* **WHAT YOU HAVE TO DO**
Down to the last line, transcribe the records verbatim and exclude the images.

* **INPUT**

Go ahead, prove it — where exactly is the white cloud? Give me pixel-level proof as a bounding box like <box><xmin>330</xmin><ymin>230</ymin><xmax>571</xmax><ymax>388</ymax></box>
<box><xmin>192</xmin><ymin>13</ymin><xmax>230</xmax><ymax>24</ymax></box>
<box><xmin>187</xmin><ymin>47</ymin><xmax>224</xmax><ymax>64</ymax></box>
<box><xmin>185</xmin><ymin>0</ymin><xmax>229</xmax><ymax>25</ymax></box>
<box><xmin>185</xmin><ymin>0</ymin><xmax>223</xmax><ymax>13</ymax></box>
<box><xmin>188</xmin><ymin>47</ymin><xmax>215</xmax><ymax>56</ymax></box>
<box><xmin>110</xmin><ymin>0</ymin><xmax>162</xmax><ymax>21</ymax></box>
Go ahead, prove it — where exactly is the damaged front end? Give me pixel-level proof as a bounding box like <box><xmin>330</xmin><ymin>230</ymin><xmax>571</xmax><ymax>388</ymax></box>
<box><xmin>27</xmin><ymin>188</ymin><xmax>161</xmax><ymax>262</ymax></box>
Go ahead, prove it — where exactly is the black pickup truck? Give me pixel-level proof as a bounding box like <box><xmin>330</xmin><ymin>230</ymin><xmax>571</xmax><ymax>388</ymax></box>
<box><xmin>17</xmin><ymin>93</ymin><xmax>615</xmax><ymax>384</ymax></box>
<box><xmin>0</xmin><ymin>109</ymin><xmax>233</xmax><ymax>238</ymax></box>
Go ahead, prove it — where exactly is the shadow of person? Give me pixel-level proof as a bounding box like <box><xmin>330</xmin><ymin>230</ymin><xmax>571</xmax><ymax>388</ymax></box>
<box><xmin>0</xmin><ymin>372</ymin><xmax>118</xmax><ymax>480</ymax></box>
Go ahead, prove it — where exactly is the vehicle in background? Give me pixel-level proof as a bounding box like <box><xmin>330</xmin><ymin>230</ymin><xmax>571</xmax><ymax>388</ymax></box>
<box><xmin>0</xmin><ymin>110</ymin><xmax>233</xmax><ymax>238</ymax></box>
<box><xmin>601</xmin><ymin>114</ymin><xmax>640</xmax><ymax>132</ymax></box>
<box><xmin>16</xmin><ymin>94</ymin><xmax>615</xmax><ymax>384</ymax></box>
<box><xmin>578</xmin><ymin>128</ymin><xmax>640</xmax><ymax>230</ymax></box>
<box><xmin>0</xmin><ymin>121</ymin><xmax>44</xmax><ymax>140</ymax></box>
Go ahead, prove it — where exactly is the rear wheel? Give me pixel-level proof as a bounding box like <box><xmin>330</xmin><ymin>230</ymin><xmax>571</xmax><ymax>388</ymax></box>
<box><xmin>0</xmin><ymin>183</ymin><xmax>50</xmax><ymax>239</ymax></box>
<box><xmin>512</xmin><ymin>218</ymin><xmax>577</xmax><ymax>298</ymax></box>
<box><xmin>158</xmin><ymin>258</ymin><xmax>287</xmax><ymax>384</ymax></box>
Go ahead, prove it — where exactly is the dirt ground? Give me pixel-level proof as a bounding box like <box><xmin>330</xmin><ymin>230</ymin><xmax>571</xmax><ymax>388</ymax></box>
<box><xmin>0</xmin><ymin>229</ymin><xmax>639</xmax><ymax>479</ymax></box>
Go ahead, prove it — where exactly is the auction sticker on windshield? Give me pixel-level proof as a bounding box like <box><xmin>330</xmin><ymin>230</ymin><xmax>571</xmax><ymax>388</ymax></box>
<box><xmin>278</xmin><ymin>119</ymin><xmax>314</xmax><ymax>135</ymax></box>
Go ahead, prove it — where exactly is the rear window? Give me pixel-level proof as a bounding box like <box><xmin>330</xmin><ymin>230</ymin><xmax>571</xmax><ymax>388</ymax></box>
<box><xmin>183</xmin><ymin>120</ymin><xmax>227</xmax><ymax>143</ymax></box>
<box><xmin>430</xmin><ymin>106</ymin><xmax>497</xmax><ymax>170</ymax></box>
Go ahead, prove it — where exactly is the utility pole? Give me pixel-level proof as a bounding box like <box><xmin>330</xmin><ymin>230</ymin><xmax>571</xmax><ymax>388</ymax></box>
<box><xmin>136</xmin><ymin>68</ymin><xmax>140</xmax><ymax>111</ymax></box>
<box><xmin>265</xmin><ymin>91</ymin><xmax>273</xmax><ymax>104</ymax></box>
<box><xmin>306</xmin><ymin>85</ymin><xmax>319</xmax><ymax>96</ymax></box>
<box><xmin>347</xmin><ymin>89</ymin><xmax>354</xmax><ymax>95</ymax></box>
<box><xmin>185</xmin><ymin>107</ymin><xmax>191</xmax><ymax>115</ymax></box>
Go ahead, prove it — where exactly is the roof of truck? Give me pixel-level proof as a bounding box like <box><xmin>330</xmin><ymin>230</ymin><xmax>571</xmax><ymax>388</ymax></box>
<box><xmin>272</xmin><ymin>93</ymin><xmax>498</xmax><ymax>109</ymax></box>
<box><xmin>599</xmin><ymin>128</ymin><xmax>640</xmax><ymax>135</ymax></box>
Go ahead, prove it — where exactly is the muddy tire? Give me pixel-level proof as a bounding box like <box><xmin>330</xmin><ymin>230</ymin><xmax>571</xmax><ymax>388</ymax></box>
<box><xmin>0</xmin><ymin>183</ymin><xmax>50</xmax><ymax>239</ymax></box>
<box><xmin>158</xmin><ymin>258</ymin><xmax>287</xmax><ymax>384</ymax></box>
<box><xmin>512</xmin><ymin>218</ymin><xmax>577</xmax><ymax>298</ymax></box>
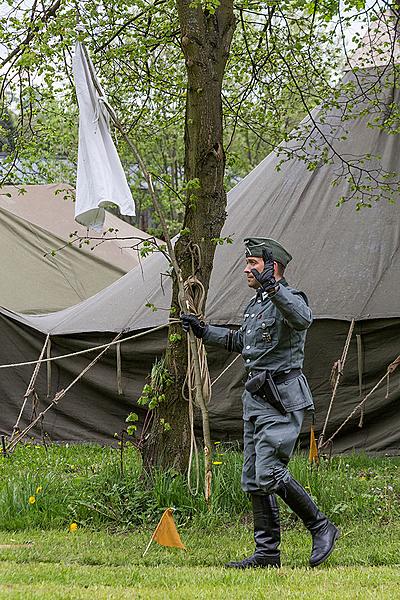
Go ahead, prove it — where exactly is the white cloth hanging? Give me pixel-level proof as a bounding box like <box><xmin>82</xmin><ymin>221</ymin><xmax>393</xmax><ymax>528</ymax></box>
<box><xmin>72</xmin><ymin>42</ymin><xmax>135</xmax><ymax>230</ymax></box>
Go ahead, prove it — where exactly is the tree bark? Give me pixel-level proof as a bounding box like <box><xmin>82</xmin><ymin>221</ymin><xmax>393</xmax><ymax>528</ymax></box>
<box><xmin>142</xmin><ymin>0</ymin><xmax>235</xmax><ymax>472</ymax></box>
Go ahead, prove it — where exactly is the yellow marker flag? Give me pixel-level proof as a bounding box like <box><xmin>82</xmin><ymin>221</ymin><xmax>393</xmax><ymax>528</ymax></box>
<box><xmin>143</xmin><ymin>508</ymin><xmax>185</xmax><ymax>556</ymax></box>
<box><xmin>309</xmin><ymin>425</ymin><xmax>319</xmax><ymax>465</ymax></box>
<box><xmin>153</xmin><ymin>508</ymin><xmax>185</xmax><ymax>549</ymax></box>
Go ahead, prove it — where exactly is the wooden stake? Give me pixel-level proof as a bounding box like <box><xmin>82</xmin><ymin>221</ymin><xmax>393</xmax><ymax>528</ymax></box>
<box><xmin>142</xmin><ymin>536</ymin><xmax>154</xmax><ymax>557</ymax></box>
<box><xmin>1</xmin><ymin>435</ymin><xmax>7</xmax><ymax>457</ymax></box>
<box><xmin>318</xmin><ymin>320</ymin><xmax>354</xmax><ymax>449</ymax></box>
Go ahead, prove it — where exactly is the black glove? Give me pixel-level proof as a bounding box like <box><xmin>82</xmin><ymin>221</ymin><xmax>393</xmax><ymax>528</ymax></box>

* **ANSWER TO THIS EXERCISE**
Go ahead, prove it — where exactly is the white cloud? Give me pixel-level proof as a bounding box like <box><xmin>330</xmin><ymin>230</ymin><xmax>571</xmax><ymax>388</ymax></box>
<box><xmin>192</xmin><ymin>13</ymin><xmax>230</xmax><ymax>24</ymax></box>
<box><xmin>187</xmin><ymin>47</ymin><xmax>224</xmax><ymax>64</ymax></box>
<box><xmin>185</xmin><ymin>0</ymin><xmax>229</xmax><ymax>25</ymax></box>
<box><xmin>185</xmin><ymin>0</ymin><xmax>223</xmax><ymax>13</ymax></box>
<box><xmin>188</xmin><ymin>47</ymin><xmax>215</xmax><ymax>56</ymax></box>
<box><xmin>110</xmin><ymin>0</ymin><xmax>162</xmax><ymax>21</ymax></box>
Go ahead, prove it — where exactly is the damaged front end? Give me pixel-level proof as a bounding box like <box><xmin>330</xmin><ymin>230</ymin><xmax>571</xmax><ymax>388</ymax></box>
<box><xmin>27</xmin><ymin>188</ymin><xmax>161</xmax><ymax>262</ymax></box>
Go ahead, prove it — where exactly is the black pickup truck? Give me pixel-level proof as a bounding box like <box><xmin>330</xmin><ymin>230</ymin><xmax>571</xmax><ymax>388</ymax></box>
<box><xmin>17</xmin><ymin>93</ymin><xmax>615</xmax><ymax>384</ymax></box>
<box><xmin>0</xmin><ymin>109</ymin><xmax>233</xmax><ymax>238</ymax></box>
Go ahead, prove it — where exactly is the shadow of person? Give me pixel-level proof as a bounding box like <box><xmin>330</xmin><ymin>230</ymin><xmax>571</xmax><ymax>388</ymax></box>
<box><xmin>0</xmin><ymin>372</ymin><xmax>118</xmax><ymax>480</ymax></box>
Go ahead, prove it — where exactly is the vehicle in background? Give me pixel-level proof as a bounding box like <box><xmin>330</xmin><ymin>230</ymin><xmax>571</xmax><ymax>388</ymax></box>
<box><xmin>0</xmin><ymin>110</ymin><xmax>233</xmax><ymax>238</ymax></box>
<box><xmin>601</xmin><ymin>114</ymin><xmax>640</xmax><ymax>132</ymax></box>
<box><xmin>16</xmin><ymin>94</ymin><xmax>615</xmax><ymax>384</ymax></box>
<box><xmin>578</xmin><ymin>128</ymin><xmax>640</xmax><ymax>230</ymax></box>
<box><xmin>0</xmin><ymin>121</ymin><xmax>44</xmax><ymax>140</ymax></box>
Go ahead, prove it — where exactly is the rear wheel? Give me pixel-level proof as a bounding box like <box><xmin>330</xmin><ymin>230</ymin><xmax>571</xmax><ymax>388</ymax></box>
<box><xmin>0</xmin><ymin>183</ymin><xmax>50</xmax><ymax>239</ymax></box>
<box><xmin>512</xmin><ymin>218</ymin><xmax>577</xmax><ymax>298</ymax></box>
<box><xmin>158</xmin><ymin>258</ymin><xmax>287</xmax><ymax>384</ymax></box>
Go ahead, prove it — where exactly is the dirt ground? Give me pixel-level proof as a bounding box like <box><xmin>330</xmin><ymin>230</ymin><xmax>571</xmax><ymax>388</ymax></box>
<box><xmin>0</xmin><ymin>229</ymin><xmax>639</xmax><ymax>479</ymax></box>
Go ahead, prove it — where exactly is the auction sticker on windshield? Give me pixel-level proof as a bounding box like <box><xmin>330</xmin><ymin>230</ymin><xmax>571</xmax><ymax>388</ymax></box>
<box><xmin>278</xmin><ymin>119</ymin><xmax>314</xmax><ymax>135</ymax></box>
Go ahead, prove it — where exactly is the rear window? Give me pixel-level proof as a bounding box like <box><xmin>330</xmin><ymin>230</ymin><xmax>571</xmax><ymax>388</ymax></box>
<box><xmin>183</xmin><ymin>120</ymin><xmax>227</xmax><ymax>143</ymax></box>
<box><xmin>430</xmin><ymin>106</ymin><xmax>497</xmax><ymax>170</ymax></box>
Go ahead, prove it — where exactly is the utility pole? Give me pixel-level proof as a bounding box like <box><xmin>330</xmin><ymin>230</ymin><xmax>571</xmax><ymax>388</ymax></box>
<box><xmin>136</xmin><ymin>68</ymin><xmax>140</xmax><ymax>111</ymax></box>
<box><xmin>265</xmin><ymin>91</ymin><xmax>273</xmax><ymax>104</ymax></box>
<box><xmin>306</xmin><ymin>85</ymin><xmax>319</xmax><ymax>96</ymax></box>
<box><xmin>347</xmin><ymin>89</ymin><xmax>354</xmax><ymax>95</ymax></box>
<box><xmin>185</xmin><ymin>107</ymin><xmax>191</xmax><ymax>115</ymax></box>
Go ahead, prove it — where exactly is the roof of truck? Give me pixel-level proof as a bounding box like <box><xmin>330</xmin><ymin>230</ymin><xmax>571</xmax><ymax>388</ymax></box>
<box><xmin>272</xmin><ymin>93</ymin><xmax>498</xmax><ymax>109</ymax></box>
<box><xmin>599</xmin><ymin>128</ymin><xmax>640</xmax><ymax>135</ymax></box>
Go ahead, prove it — where exactly is the muddy tire? Give me pixel-level proof as a bounding box like <box><xmin>330</xmin><ymin>230</ymin><xmax>571</xmax><ymax>388</ymax></box>
<box><xmin>0</xmin><ymin>183</ymin><xmax>50</xmax><ymax>239</ymax></box>
<box><xmin>158</xmin><ymin>258</ymin><xmax>287</xmax><ymax>384</ymax></box>
<box><xmin>512</xmin><ymin>218</ymin><xmax>577</xmax><ymax>298</ymax></box>
Go ahead, prove it — where exactly is the white cloth hanging? Give me pixel-level proof as a bounding box like <box><xmin>82</xmin><ymin>221</ymin><xmax>393</xmax><ymax>528</ymax></box>
<box><xmin>72</xmin><ymin>42</ymin><xmax>135</xmax><ymax>230</ymax></box>
Go ahead, prove it — where exactly is the tree bark? Give me pixel-level proof as a bounding box like <box><xmin>82</xmin><ymin>221</ymin><xmax>393</xmax><ymax>528</ymax></box>
<box><xmin>142</xmin><ymin>0</ymin><xmax>235</xmax><ymax>472</ymax></box>
Go ahead, prove it — where exactly is the yellow marker flag? Give me pixel-level proof as a bounding box like <box><xmin>82</xmin><ymin>221</ymin><xmax>393</xmax><ymax>528</ymax></box>
<box><xmin>143</xmin><ymin>508</ymin><xmax>185</xmax><ymax>556</ymax></box>
<box><xmin>309</xmin><ymin>425</ymin><xmax>319</xmax><ymax>465</ymax></box>
<box><xmin>153</xmin><ymin>508</ymin><xmax>185</xmax><ymax>549</ymax></box>
Go ahead, prove it — where exactly is the wooden stake? Give me pixel-level proof as a bounding box like <box><xmin>82</xmin><ymin>221</ymin><xmax>393</xmax><ymax>528</ymax></box>
<box><xmin>142</xmin><ymin>536</ymin><xmax>154</xmax><ymax>557</ymax></box>
<box><xmin>1</xmin><ymin>435</ymin><xmax>7</xmax><ymax>457</ymax></box>
<box><xmin>318</xmin><ymin>320</ymin><xmax>354</xmax><ymax>449</ymax></box>
Go ahead, prove it — where exactly is the black glove? Give me pixel-level proof as a bounding box like <box><xmin>82</xmin><ymin>221</ymin><xmax>393</xmax><ymax>528</ymax></box>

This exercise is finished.